WHAT YOU ARE ASKED TO DO: Give back every line of the records below that contains the word "white". Case counts.
§
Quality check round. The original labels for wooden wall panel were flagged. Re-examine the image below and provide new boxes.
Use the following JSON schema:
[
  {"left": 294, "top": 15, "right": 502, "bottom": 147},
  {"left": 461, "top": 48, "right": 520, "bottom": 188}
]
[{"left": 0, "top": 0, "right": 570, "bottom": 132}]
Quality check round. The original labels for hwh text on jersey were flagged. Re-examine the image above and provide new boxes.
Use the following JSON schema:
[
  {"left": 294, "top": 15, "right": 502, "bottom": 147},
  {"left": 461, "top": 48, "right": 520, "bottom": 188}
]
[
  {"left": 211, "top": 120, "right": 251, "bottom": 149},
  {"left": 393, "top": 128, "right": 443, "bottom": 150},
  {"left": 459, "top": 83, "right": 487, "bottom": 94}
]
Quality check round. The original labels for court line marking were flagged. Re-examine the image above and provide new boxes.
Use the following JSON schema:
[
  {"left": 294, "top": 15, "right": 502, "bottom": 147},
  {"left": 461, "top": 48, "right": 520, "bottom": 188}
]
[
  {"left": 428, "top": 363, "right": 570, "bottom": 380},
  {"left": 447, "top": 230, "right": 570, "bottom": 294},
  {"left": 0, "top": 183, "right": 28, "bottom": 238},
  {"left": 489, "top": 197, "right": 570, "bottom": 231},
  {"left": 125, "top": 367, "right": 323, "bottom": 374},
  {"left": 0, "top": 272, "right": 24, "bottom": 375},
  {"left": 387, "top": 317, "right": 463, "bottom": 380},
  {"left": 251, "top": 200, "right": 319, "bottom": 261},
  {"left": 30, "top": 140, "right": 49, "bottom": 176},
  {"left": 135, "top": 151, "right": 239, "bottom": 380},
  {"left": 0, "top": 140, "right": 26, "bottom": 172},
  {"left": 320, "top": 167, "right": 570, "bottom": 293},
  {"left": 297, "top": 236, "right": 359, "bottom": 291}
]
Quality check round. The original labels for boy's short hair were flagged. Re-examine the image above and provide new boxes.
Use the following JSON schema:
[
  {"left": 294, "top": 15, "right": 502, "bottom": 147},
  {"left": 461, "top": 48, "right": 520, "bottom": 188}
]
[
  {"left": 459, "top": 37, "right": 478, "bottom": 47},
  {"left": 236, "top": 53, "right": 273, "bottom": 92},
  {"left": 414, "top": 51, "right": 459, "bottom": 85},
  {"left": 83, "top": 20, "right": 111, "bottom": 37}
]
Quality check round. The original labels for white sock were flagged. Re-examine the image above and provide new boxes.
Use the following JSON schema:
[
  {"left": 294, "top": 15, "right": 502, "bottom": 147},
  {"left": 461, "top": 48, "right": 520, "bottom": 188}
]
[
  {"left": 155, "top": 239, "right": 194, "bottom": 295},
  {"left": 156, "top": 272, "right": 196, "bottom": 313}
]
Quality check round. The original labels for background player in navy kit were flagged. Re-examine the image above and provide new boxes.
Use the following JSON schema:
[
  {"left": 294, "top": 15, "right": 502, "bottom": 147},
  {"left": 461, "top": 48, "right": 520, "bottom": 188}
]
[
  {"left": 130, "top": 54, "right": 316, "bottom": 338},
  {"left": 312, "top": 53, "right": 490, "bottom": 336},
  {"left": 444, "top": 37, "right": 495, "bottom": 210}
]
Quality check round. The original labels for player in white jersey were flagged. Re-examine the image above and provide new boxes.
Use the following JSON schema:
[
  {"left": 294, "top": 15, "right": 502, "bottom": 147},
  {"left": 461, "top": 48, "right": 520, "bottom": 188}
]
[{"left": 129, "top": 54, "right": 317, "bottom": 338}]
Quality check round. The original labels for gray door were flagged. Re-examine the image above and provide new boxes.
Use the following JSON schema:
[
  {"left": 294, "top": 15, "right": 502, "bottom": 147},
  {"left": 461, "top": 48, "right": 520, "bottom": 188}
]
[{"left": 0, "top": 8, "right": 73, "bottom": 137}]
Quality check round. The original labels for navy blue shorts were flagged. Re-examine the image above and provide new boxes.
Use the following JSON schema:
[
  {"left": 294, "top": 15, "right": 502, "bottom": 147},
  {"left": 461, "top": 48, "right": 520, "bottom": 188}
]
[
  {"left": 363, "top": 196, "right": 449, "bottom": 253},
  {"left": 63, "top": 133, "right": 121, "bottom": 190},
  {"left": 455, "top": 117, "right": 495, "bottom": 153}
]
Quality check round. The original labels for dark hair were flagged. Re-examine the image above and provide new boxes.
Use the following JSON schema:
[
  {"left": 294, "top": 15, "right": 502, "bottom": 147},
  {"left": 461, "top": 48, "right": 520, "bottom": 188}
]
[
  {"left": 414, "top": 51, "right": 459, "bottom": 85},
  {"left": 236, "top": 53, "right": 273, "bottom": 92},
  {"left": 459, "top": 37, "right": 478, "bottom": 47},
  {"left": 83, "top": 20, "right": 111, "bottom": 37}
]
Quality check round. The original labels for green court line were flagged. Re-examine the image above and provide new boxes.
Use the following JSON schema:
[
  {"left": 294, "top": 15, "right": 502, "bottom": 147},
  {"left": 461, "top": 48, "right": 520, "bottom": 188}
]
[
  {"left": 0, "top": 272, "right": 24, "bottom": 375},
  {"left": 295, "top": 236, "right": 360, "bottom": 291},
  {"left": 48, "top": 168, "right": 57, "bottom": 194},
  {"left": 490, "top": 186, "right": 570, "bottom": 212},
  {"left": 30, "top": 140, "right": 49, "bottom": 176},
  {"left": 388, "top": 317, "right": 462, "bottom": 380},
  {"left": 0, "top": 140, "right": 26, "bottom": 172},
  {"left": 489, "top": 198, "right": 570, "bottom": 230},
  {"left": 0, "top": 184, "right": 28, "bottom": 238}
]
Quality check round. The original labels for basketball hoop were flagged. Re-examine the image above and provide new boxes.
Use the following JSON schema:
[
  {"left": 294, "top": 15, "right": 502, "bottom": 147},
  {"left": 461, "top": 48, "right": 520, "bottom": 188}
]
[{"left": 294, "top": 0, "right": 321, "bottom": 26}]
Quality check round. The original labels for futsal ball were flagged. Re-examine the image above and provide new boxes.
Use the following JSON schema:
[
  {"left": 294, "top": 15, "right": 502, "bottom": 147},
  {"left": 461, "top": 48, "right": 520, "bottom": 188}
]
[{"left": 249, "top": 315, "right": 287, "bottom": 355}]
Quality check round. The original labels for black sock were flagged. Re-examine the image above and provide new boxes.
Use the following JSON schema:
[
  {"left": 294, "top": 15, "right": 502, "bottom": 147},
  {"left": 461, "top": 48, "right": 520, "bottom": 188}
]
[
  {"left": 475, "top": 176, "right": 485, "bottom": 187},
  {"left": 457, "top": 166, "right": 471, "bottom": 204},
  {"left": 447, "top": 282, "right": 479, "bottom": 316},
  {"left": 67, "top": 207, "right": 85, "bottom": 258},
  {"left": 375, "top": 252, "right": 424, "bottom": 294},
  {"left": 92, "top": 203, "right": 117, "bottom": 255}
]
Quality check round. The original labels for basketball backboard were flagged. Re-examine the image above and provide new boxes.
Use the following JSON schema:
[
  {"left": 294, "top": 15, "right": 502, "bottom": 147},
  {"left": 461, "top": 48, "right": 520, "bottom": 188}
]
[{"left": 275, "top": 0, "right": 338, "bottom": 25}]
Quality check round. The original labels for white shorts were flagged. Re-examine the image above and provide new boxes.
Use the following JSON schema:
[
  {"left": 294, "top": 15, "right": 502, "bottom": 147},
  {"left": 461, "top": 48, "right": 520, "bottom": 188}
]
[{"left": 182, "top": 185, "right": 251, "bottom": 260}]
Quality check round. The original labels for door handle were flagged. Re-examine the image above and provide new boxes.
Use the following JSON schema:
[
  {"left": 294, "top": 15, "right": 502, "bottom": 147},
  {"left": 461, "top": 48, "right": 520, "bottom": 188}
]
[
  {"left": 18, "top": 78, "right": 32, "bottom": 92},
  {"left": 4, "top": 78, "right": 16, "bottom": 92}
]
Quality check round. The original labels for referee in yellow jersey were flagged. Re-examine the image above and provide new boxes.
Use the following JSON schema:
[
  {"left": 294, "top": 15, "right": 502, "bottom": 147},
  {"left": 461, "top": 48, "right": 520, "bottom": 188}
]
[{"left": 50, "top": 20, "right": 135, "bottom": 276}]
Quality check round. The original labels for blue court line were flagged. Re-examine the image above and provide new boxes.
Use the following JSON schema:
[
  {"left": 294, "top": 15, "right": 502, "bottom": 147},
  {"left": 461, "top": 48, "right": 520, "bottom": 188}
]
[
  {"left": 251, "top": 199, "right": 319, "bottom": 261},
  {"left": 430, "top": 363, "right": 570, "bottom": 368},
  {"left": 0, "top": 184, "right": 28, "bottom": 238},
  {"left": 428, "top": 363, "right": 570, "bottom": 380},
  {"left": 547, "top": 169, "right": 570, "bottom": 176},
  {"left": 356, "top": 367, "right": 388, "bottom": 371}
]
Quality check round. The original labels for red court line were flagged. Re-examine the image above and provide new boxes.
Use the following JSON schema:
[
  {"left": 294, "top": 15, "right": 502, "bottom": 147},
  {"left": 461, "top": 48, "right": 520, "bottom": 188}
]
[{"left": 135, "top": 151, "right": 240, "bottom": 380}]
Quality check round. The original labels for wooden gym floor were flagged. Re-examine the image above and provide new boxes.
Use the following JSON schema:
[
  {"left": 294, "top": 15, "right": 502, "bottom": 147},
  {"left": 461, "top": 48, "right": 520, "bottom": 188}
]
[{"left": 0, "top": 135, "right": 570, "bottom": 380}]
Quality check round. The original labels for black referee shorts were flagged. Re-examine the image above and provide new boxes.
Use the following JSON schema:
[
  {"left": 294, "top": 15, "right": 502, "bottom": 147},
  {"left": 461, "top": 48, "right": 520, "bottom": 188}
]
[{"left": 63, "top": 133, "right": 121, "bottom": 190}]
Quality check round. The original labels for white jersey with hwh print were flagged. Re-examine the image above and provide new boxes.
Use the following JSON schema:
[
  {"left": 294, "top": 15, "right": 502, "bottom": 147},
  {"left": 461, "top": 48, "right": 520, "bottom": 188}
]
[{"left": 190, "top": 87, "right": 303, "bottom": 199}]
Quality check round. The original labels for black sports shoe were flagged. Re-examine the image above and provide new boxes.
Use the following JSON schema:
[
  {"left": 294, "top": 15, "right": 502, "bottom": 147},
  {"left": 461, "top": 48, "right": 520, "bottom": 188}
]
§
EXERCISE OUTPUT:
Quality check round. The original labels for white sock were flagged. Re-examine the image above and provide new boxes.
Quality check round. The original labels for player in white jersey were flagged. Re-examine the image above and provide new boxes.
Quality check round. The original labels for white shorts were flagged. Re-examine the image above and provide new boxes.
Quality check round. The original labels for white jersey with hwh print were flagged. Re-examine the image above and provide new boxes.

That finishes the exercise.